• [Aim]
Reproduce everything from the line containing "one marker per instance, written like [839,616]" down to the end of the material, and leave the pictures out of your answer.

BEGIN

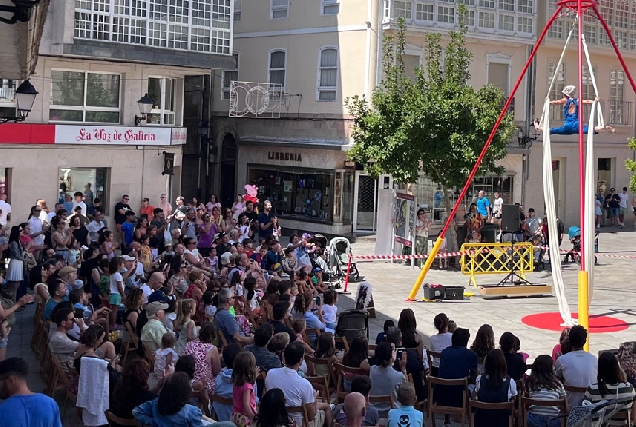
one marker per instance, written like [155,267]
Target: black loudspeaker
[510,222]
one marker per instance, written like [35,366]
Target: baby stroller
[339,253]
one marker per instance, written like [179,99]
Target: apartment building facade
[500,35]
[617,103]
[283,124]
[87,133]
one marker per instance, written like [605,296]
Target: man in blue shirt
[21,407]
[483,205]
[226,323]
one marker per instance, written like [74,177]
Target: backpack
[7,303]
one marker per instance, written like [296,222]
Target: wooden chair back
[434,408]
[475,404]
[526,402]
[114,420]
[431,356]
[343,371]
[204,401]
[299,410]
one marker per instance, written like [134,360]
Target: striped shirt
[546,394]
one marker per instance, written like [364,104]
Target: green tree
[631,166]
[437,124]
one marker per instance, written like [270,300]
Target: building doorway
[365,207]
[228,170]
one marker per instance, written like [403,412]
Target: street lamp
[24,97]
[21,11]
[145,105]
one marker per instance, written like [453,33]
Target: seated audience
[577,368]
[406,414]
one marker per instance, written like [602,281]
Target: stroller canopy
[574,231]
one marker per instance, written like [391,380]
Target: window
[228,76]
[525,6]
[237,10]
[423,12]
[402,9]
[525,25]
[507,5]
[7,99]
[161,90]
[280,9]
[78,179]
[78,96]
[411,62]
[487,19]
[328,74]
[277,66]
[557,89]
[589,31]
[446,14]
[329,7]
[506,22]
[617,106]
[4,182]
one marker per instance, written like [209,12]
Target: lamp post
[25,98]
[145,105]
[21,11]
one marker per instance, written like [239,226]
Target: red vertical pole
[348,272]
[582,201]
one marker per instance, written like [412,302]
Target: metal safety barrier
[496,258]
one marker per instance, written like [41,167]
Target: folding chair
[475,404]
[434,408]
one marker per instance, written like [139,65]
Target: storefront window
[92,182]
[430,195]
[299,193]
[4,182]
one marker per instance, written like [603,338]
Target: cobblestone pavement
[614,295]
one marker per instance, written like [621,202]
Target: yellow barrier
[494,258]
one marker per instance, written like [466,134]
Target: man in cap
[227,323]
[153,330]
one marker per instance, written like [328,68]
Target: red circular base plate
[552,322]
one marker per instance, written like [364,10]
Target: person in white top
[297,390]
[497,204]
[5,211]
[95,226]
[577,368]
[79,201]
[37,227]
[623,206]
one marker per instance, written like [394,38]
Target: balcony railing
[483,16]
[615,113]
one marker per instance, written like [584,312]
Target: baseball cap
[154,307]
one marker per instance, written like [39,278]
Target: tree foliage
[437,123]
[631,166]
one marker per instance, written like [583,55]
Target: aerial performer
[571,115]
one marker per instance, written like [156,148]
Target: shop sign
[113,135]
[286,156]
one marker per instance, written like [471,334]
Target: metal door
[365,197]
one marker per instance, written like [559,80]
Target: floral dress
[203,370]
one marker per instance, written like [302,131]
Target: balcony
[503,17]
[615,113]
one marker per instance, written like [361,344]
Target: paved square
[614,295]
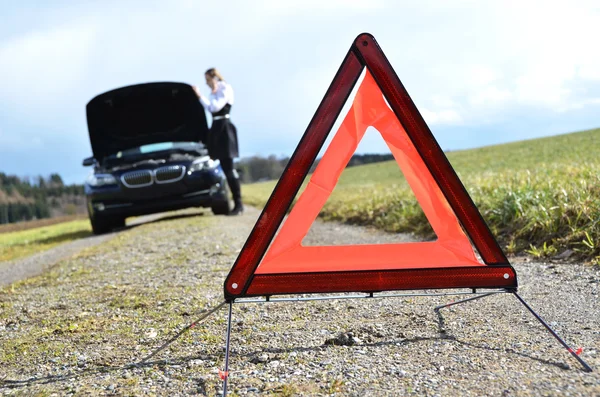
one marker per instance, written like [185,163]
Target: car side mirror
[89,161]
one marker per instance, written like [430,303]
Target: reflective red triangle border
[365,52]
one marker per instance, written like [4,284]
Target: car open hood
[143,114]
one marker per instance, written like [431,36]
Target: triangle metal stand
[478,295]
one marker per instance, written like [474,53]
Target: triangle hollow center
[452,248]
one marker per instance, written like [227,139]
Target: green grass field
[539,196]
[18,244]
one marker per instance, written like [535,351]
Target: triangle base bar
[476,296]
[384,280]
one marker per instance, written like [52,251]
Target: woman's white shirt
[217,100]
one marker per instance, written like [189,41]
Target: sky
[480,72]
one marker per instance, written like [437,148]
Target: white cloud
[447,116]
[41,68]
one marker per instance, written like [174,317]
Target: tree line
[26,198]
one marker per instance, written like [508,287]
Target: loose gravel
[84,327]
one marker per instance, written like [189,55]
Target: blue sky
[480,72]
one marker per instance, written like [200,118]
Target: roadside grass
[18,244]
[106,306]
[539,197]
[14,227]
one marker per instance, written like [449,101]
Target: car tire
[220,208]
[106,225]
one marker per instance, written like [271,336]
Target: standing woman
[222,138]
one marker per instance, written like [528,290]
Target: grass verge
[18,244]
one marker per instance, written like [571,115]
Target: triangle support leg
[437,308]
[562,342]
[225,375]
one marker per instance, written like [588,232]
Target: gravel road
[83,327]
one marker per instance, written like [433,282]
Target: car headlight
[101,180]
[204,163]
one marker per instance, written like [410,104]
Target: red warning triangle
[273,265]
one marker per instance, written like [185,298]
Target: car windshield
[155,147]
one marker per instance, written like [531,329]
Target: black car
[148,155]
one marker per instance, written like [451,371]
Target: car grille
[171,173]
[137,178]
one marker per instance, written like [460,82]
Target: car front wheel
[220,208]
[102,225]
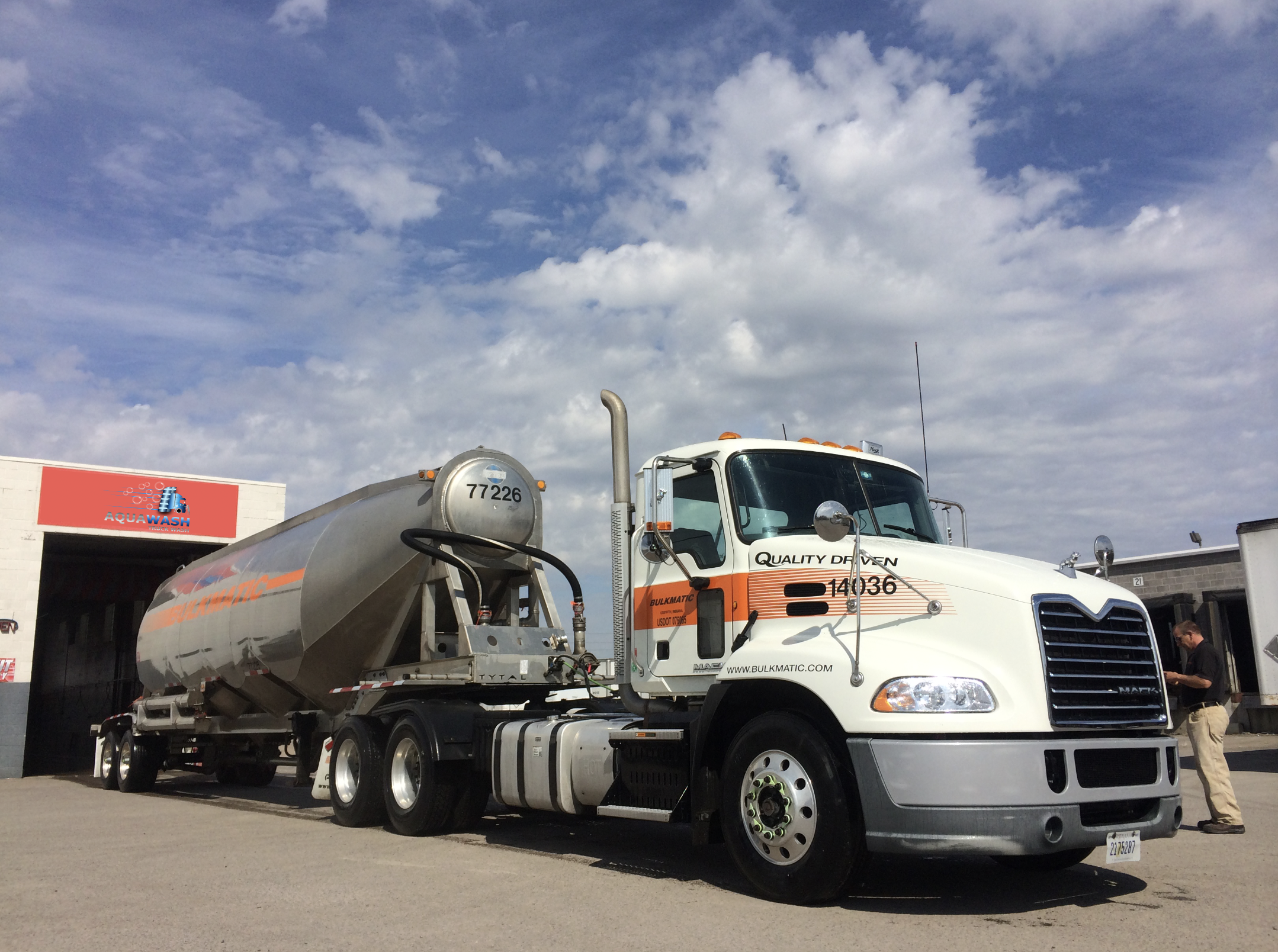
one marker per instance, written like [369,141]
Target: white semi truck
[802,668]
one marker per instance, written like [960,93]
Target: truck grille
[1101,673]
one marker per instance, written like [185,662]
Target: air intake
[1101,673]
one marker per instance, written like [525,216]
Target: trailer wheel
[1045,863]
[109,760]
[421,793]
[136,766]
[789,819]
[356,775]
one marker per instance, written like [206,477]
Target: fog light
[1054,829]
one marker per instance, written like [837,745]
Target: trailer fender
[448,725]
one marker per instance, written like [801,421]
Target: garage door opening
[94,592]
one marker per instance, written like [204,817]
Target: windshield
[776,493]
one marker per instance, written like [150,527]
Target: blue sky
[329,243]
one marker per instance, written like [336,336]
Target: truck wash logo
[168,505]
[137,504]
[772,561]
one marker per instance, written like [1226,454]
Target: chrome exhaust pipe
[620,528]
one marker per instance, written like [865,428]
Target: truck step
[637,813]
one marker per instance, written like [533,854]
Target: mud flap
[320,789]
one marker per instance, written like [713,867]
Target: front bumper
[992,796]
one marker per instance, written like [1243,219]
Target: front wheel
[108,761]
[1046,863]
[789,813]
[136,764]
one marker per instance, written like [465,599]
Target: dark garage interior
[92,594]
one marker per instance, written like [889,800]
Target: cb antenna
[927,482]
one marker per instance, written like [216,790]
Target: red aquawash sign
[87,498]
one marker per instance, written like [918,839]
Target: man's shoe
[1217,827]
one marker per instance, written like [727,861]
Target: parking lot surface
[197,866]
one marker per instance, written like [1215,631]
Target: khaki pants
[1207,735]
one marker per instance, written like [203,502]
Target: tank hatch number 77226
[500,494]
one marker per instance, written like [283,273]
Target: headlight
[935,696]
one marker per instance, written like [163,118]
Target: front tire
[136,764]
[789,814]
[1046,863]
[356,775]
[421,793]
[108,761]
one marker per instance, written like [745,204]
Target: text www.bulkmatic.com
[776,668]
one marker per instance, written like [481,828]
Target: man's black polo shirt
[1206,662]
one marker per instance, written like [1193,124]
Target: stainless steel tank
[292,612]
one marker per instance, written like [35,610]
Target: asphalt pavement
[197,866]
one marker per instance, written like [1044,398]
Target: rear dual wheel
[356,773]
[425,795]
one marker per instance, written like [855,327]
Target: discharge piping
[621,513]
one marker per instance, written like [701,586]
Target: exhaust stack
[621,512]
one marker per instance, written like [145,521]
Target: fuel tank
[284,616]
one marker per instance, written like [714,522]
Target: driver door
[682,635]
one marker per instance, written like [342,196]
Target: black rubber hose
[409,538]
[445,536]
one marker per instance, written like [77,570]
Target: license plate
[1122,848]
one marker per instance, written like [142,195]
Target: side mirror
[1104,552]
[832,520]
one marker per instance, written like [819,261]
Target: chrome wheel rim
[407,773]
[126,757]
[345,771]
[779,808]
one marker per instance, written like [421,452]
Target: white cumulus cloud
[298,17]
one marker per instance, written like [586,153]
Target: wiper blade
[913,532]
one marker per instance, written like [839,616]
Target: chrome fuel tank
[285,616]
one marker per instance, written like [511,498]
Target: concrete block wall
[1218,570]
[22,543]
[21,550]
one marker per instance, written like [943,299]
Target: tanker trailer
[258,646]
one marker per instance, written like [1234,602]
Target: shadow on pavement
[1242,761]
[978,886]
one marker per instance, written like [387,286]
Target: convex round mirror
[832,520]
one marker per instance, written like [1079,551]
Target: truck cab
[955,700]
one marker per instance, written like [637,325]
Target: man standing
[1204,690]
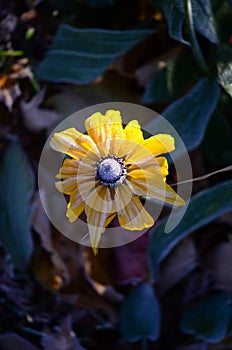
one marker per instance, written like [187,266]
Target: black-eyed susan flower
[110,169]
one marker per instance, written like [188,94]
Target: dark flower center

END

• [The solution]
one marker per instance, written like [839,616]
Target: chrome fuel tank
[285,616]
one marker per instance, written like [511,498]
Target: concrete block wall
[1218,570]
[22,543]
[21,550]
one marker per instance, written like [943,299]
Target: tanker trailer
[258,646]
one marker per instance, written like [1234,602]
Target: shadow on pavement
[1242,761]
[978,886]
one marker per instance, written like [387,286]
Target: convex round mirror
[832,520]
one marker per instance, written like [1079,551]
Target: truck cab
[955,700]
one marker per instance, written like [637,325]
Target: man standing
[1204,690]
one marker per instance, written like [187,266]
Target: black-eyed susan flower
[110,169]
one marker per instance, written like [188,94]
Target: dark flower center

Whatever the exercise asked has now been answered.